## Your objective
Copy out all the lines exactly. Omit pictures.

Excerpt from a dataset:
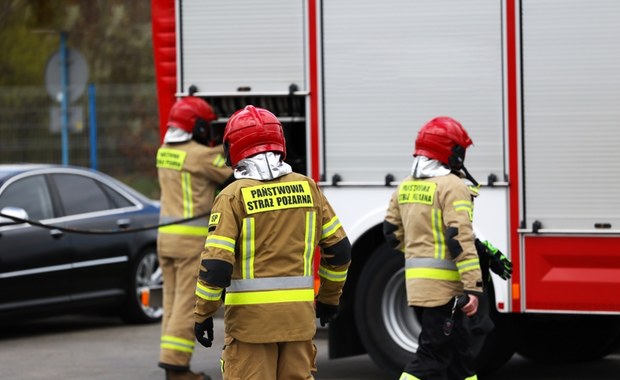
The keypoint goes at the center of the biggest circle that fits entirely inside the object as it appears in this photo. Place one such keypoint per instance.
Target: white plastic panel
(390, 66)
(571, 78)
(242, 43)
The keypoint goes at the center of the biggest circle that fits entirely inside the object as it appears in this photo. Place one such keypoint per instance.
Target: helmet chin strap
(469, 176)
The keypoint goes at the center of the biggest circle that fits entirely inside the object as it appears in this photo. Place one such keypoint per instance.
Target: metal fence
(126, 138)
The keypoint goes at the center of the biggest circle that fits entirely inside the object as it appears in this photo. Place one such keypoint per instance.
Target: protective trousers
(177, 338)
(440, 356)
(268, 361)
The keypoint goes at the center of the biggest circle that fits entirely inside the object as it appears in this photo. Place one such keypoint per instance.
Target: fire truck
(536, 83)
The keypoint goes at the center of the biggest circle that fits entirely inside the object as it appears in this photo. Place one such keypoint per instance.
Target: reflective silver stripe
(427, 262)
(440, 248)
(271, 283)
(309, 242)
(202, 222)
(57, 268)
(247, 248)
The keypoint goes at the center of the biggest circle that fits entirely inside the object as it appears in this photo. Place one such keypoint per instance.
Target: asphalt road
(78, 347)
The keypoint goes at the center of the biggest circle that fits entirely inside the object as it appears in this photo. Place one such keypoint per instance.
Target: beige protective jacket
(433, 220)
(189, 175)
(260, 247)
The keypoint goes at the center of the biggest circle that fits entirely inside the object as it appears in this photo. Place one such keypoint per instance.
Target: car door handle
(123, 223)
(56, 234)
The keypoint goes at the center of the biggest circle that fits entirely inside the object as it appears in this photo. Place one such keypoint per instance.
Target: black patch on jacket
(453, 245)
(341, 252)
(218, 272)
(388, 233)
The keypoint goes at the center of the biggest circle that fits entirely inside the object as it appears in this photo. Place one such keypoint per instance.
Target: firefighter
(263, 232)
(429, 217)
(191, 166)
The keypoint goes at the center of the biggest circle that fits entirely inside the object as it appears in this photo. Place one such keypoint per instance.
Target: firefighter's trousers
(440, 356)
(177, 333)
(268, 361)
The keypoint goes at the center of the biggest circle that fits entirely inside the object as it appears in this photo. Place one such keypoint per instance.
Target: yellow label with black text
(170, 158)
(214, 219)
(417, 192)
(277, 196)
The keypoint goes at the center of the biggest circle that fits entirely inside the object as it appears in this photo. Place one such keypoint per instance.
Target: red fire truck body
(535, 83)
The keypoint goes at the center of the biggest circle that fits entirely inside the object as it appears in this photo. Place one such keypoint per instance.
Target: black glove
(201, 328)
(326, 313)
(498, 263)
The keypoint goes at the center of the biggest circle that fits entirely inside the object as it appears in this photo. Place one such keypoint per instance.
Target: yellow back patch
(214, 219)
(417, 192)
(170, 158)
(277, 196)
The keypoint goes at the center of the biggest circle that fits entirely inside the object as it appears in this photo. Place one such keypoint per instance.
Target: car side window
(31, 194)
(80, 194)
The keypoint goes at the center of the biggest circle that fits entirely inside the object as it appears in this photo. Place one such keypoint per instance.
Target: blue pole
(64, 105)
(92, 117)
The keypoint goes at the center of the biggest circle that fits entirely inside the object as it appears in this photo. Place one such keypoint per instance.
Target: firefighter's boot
(186, 375)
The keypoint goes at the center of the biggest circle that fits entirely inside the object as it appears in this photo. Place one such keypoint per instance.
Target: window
(30, 194)
(80, 194)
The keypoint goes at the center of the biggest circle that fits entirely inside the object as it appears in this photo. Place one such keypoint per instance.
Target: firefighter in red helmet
(191, 167)
(429, 217)
(263, 232)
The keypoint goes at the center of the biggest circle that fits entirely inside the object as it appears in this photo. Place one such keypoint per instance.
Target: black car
(90, 245)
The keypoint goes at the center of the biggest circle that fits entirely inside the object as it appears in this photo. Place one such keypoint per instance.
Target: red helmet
(187, 111)
(250, 131)
(443, 139)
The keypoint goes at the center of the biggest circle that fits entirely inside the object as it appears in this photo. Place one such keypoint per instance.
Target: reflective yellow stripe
(277, 196)
(271, 296)
(177, 344)
(330, 227)
(467, 265)
(182, 229)
(170, 158)
(217, 241)
(440, 244)
(207, 293)
(332, 275)
(186, 185)
(432, 274)
(466, 206)
(309, 242)
(247, 248)
(406, 376)
(219, 161)
(474, 190)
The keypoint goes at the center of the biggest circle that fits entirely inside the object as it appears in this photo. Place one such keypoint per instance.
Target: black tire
(386, 325)
(567, 338)
(500, 344)
(389, 328)
(145, 277)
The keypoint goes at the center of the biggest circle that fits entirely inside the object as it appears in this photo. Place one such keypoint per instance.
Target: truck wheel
(567, 338)
(499, 345)
(387, 326)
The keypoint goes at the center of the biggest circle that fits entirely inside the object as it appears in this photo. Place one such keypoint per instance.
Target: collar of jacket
(262, 167)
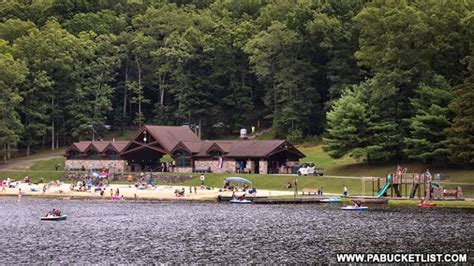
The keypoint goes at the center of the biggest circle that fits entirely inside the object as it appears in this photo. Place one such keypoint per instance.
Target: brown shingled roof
(169, 136)
(253, 148)
(172, 137)
(118, 145)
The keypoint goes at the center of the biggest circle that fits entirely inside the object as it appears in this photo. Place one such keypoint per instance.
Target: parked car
(309, 169)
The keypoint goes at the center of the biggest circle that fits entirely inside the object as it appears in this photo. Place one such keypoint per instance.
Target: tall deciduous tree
(461, 134)
(348, 123)
(427, 140)
(12, 73)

## Result for this task
The keypoint goes at the center of the biggest circle that fits entirely inside the object as it appears in this photo. Place one such keypoint per instance.
Target: white plastic panel
(390, 66)
(571, 78)
(242, 43)
The keypoint goes at the center of the biggest circle that fits entirely inside the object as it appears in this photo. Place one such keypoint per instance.
Target: helmet chin strap
(469, 176)
The keypoint goes at the center of the biggest circle that fits entirely inside the object as it appears in this photo. Place one such keypoint per instance.
Target: metal fence
(126, 138)
The keypoint goes at the center of the biggest circle that fits entirely inside the object as it appears in this photo. Place one such keypoint per instance.
Target: protective trousers
(177, 338)
(440, 356)
(268, 361)
The keypoint goes at the center of the biggest circle that fits entirely inside the object as it appears in this photo. Place one such keypoint per instance.
Target: fire truck
(536, 83)
The keypoint goes at the center of the biggest circle that fits entirely inside the object as it appears in this photo. Place one such keypoint per instance.
Target: reflective silver stripe
(427, 262)
(440, 248)
(271, 283)
(309, 242)
(202, 222)
(57, 268)
(247, 248)
The keypoint goes at the center of the biggest circle that fits entirely inside the object as it appears in this photo. Place one such keypoint per instance.
Target: asphalt road
(78, 347)
The keypoint goes at the center of the biggest circle that fits entirely inside the object as it appears in this photo. Place one such keypoint per instance.
Target: beige protective jacket
(433, 220)
(189, 175)
(260, 247)
The keypoint goes at the center of the biggest circle that fits entirely inside the object as it appears in this photo. Place one such keypoint per instance.
Target: car door handle
(123, 223)
(56, 234)
The keypoint goes at the center of the biggest circle that fits entirely inside the object as it appears in this photo. Place one such keypoint per instance.
Target: black patch on jacket
(453, 245)
(341, 252)
(218, 272)
(388, 233)
The keypoint goes at the center of the biggest circle that fits entirely inside the object as it appears in this photo. Place one such keypoint per instance.
Target: firefighter
(263, 232)
(429, 217)
(191, 166)
The keypoint goes at the center of the biggest circle that fits entirely inside the object as it appears in this photo. Place one such keypoint per instance.
Target: firefighter's trousers
(440, 356)
(177, 333)
(268, 361)
The keypoint goes at the center of the biggest circle that fits entirely inside the object as it appears in this photo. Place one such keypoint per instance.
Target: yellow label with black text
(170, 158)
(214, 219)
(417, 192)
(277, 196)
The keypoint goes at the center of the biggest circle that fits entirely inside the object as it appears in this photo. Place one such keypoint per instance.
Target: red fire truck body
(535, 83)
The keypoint goes at the center of the biggest circle that fits entirely inside the object as it appears in this photo. Place one such keypoint per instance.
Target: black glove
(201, 328)
(326, 313)
(498, 263)
The keypoint goes at the center of the biggest circle that fits entirely inside the object as it appears in this photo. Place one such keypoint per instance.
Target: yellow back patch
(214, 219)
(417, 192)
(170, 158)
(277, 196)
The keypoint goes at the center of the biggest circle that fits entirely inside the object as it appears in this photo. Place one such keypoint per instance.
Target: car side window
(31, 194)
(80, 194)
The keypoint goes at the center of the biggest circle that fits entirely inside the object as it appears in this photo. Place one such keypoint per instance.
Target: blue pole
(64, 105)
(92, 117)
The keypoint goes at the center of the biggest circle that fits entirely inside the object as it appears in this photo. Place one such keypoint per instance.
Target: firefighter's boot
(186, 375)
The keypoint goes at the center of the biggest circle that fits entirely inside the object as it appears in this photo. Place one such keypoint per instance.
Target: window
(30, 194)
(80, 194)
The keypoint goes at the center of the biggest circle that fits entirely inside the object as it appears in this photo. Place one such keypoint per instance.
Target: firefighter in red helmet
(191, 167)
(429, 217)
(263, 232)
The keypoint goes at the center of the biggest circle that fits entirely inside the object as it appears in this photo. Place one such keypoint per instance.
Target: black car
(90, 245)
The keypoint goes at the center of the biggest circle that fits entirely inside the object as it appears in this photo. Place one such keypoint per instance.
Target: red helmet
(187, 111)
(250, 131)
(443, 139)
The keypoint goes at the center of the biggest circle that fits entirely inside the object as it appears in this photo. Place one such keypoint per instance.
Target: reflective yellow stripe
(277, 196)
(271, 296)
(177, 344)
(330, 227)
(467, 265)
(182, 229)
(170, 158)
(217, 241)
(440, 244)
(207, 293)
(332, 275)
(186, 185)
(432, 274)
(466, 206)
(309, 242)
(247, 248)
(406, 376)
(219, 161)
(474, 190)
The keypoint goes at the center of the biggest circle that fits entirely inside the object as it appears in this photo. Place one such keypoint per instance.
Target: black tire
(386, 325)
(567, 338)
(500, 344)
(389, 328)
(145, 277)
The keypoint goes at the center of the biggest circle that fits entirely inside the object as it appears in this photo. Place one such keypoint per instance.
Target: truck wheel
(567, 338)
(499, 345)
(387, 326)
The keypoint goes at the center of the biggest circle that fits entirely inside the object as it appears in this photo. Place one such keypoint per instance.
Target: collar of jacket
(262, 167)
The keypoint goes at the center of the biggest circle that fits entirely inside the object as it appears in this photo. Place one such keypoint per instance.
Target: brown shingled roof
(169, 136)
(253, 148)
(172, 137)
(118, 145)
The keypoint goes at the center of the biggest circle that fits entirely inside the object as it appears in this photo. Place one such keypoint per instance.
Target: parked car
(309, 169)
The keypoint goes at the center of the biggest circle that fits entirely inside the object as it appears in this photo. Place one such keypoint per instance.
Target: tall deciduous tree
(461, 134)
(348, 123)
(427, 140)
(12, 73)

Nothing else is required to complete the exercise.